◆ **Supplied records**:
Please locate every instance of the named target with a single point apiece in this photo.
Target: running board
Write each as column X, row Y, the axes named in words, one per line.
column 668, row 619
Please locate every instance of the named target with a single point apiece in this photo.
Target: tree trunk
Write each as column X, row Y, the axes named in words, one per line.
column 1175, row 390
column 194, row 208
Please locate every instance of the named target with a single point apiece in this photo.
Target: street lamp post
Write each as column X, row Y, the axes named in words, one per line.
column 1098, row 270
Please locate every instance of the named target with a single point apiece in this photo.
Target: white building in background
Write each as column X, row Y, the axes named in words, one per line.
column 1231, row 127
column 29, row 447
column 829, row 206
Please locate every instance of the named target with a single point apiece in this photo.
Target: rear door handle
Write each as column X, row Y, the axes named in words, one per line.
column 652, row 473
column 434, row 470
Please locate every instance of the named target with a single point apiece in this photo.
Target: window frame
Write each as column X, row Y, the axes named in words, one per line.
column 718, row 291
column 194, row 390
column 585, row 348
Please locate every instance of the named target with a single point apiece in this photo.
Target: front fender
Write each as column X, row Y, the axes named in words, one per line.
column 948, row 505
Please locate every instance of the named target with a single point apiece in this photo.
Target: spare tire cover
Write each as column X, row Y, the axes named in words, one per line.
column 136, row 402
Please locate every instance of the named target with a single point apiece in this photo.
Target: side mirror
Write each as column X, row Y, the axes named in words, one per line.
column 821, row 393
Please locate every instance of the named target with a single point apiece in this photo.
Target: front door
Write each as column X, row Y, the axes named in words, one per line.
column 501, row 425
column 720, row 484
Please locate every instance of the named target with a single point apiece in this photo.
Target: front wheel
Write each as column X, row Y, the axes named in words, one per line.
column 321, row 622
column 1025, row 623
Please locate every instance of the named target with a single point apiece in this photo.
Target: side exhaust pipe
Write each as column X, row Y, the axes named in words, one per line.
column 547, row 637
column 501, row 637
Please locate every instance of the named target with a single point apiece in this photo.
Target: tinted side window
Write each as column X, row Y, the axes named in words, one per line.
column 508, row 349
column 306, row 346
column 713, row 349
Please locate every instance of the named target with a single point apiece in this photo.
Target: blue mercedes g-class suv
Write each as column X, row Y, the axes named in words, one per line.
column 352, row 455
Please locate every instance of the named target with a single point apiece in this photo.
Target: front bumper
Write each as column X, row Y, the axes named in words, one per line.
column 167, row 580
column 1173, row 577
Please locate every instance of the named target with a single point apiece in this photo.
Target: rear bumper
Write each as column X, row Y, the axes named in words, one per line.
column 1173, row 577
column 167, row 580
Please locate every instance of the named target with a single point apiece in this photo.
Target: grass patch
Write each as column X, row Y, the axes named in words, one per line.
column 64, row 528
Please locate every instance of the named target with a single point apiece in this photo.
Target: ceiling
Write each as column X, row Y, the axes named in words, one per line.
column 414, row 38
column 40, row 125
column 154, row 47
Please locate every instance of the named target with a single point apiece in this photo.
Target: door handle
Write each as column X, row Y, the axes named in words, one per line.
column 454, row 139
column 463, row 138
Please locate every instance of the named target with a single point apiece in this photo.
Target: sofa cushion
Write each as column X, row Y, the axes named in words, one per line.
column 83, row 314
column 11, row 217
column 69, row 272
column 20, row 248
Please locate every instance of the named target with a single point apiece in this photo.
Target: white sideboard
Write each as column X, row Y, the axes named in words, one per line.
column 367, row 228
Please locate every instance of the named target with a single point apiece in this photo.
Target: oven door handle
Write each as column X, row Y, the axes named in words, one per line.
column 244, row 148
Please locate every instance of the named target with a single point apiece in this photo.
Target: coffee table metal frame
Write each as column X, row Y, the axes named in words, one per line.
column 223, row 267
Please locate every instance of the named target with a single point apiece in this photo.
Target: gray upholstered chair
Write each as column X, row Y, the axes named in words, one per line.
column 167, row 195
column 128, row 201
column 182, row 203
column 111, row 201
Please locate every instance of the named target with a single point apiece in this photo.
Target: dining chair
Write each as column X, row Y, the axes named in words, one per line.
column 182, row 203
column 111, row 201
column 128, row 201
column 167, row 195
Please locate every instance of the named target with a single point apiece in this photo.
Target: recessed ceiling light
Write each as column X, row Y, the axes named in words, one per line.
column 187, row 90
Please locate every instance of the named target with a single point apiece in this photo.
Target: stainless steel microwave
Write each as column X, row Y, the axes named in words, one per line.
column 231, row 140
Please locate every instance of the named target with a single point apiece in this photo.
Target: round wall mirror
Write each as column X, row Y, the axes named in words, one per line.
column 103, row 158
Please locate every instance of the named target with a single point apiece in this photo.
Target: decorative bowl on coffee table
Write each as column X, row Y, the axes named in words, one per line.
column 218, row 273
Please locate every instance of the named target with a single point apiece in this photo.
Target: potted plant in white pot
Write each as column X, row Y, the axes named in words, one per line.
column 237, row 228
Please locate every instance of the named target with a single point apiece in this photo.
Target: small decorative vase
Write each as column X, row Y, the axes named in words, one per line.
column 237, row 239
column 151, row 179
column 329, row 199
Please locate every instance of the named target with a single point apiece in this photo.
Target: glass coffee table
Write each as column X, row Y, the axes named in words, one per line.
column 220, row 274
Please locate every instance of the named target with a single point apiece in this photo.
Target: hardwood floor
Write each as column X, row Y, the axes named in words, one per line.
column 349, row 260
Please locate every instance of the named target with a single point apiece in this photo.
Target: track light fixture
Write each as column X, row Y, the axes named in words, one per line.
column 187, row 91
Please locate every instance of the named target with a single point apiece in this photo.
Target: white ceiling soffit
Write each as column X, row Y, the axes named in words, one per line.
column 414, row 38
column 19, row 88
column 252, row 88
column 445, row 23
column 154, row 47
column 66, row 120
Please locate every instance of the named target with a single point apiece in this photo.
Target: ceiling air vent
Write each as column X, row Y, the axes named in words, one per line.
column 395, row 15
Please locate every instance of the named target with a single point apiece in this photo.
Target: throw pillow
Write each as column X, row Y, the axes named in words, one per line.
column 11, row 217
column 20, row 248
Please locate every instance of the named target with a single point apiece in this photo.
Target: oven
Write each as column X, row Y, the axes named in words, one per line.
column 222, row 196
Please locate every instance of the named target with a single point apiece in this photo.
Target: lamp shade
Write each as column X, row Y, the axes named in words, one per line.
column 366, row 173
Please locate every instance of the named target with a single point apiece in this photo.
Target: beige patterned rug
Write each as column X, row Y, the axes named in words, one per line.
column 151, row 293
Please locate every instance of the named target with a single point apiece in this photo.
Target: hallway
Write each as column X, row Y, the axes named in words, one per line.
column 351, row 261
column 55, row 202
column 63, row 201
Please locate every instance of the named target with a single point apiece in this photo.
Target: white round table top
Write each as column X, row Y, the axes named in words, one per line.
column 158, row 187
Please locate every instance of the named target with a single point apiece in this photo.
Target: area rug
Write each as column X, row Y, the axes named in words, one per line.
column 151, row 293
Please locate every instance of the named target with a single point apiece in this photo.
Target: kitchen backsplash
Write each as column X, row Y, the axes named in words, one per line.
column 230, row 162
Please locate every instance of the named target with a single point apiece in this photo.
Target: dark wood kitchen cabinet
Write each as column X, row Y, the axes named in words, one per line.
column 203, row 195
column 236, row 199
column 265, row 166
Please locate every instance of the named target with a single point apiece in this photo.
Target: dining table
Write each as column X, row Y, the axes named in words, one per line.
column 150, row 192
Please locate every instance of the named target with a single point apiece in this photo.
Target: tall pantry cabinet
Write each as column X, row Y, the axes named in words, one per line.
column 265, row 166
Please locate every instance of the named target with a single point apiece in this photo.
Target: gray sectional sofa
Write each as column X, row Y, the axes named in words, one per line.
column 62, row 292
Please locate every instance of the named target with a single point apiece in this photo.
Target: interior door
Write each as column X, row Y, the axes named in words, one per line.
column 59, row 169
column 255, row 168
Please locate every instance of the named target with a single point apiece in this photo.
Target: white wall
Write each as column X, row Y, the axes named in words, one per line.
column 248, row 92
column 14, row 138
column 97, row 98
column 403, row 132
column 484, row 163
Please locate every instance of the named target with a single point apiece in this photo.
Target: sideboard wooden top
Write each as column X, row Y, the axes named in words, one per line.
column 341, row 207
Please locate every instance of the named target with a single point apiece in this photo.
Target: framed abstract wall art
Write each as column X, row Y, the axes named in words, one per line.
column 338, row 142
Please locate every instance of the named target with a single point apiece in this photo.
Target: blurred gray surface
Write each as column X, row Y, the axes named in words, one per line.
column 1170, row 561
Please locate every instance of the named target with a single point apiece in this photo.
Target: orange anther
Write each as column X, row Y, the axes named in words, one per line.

◆ **Assigned task**: Scan the records above for the word "light". Show each line in which it appears.

◆ **Expected answer**:
Target: recessed ceiling light
Target: track light fixture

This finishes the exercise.